• WHAT YOU WILL DO
Look in the data below for the line that contains "Where can the table". Copy that line and the remaining lines exactly.
----
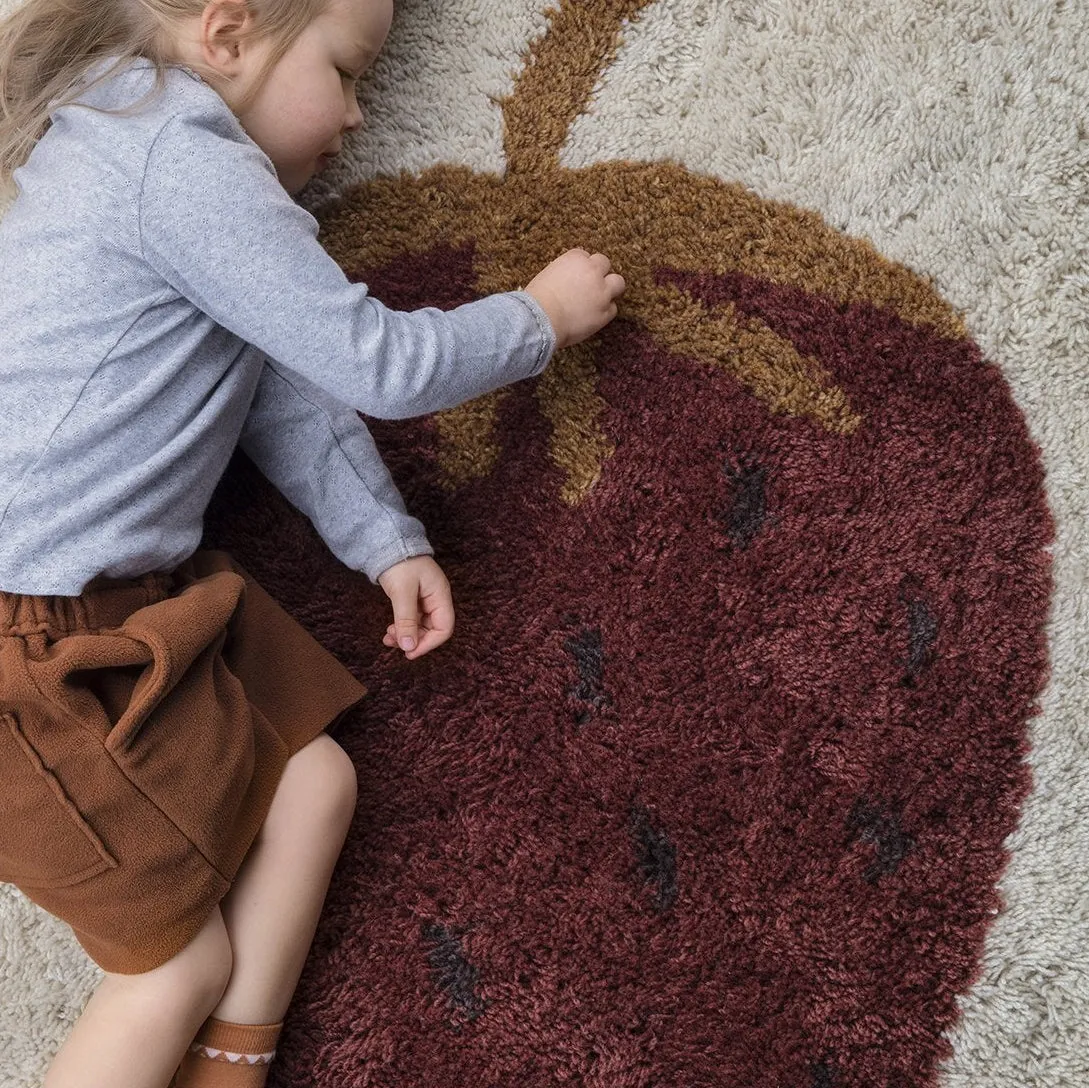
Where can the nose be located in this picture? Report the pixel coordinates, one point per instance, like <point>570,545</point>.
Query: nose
<point>353,114</point>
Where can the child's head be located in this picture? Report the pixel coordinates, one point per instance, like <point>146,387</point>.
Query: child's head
<point>47,46</point>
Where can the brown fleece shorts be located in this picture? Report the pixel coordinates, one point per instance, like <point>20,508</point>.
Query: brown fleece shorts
<point>144,728</point>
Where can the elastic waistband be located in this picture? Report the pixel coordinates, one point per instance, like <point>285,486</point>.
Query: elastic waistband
<point>106,602</point>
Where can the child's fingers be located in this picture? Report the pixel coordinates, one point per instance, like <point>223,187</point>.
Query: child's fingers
<point>404,597</point>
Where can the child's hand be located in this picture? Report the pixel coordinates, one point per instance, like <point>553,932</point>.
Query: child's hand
<point>578,292</point>
<point>423,608</point>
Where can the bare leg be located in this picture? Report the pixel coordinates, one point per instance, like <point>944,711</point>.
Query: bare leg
<point>272,908</point>
<point>135,1028</point>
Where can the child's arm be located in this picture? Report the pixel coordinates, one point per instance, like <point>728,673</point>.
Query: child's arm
<point>320,455</point>
<point>219,228</point>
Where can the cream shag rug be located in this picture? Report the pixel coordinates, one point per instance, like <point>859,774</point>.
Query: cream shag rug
<point>954,135</point>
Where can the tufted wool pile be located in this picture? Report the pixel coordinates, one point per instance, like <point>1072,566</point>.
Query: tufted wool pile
<point>758,756</point>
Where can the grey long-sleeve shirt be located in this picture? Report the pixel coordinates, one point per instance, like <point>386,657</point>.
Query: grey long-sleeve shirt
<point>162,300</point>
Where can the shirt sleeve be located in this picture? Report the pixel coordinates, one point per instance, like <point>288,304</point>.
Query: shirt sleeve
<point>217,224</point>
<point>321,456</point>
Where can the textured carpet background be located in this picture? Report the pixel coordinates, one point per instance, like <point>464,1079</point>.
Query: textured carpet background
<point>951,135</point>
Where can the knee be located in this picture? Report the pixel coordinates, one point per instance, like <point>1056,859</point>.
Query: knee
<point>191,985</point>
<point>203,968</point>
<point>321,781</point>
<point>340,784</point>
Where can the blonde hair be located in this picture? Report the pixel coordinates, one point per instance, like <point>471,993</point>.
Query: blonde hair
<point>47,47</point>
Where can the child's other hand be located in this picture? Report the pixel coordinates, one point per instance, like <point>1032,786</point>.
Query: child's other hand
<point>578,291</point>
<point>423,607</point>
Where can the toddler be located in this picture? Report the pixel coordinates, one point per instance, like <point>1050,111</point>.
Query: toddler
<point>167,786</point>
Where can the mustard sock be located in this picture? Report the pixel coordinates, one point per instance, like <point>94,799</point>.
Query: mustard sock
<point>229,1055</point>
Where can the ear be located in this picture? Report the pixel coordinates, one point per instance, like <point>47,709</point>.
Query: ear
<point>224,25</point>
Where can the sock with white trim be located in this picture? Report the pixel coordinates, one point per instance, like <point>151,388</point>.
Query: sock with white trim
<point>229,1055</point>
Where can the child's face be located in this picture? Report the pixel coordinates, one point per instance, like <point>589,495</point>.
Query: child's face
<point>303,110</point>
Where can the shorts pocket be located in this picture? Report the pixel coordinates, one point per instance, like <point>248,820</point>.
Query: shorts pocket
<point>44,840</point>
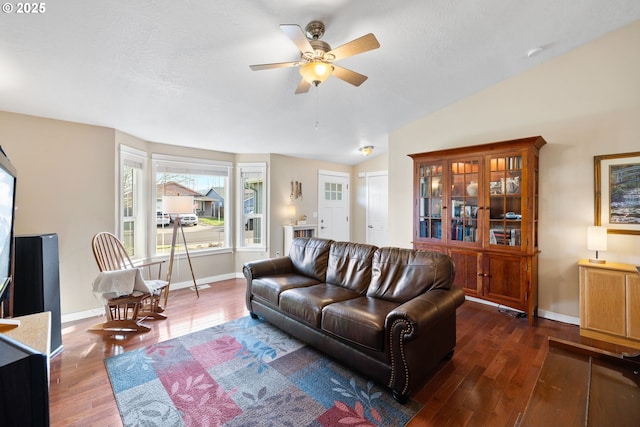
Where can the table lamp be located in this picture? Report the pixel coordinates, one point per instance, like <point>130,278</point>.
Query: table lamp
----
• SOLUTION TO THIS EXERCISE
Where can the table lamp be located in this picture? Report the pixel coordinates, one point per instance, like <point>130,278</point>.
Query: table lamp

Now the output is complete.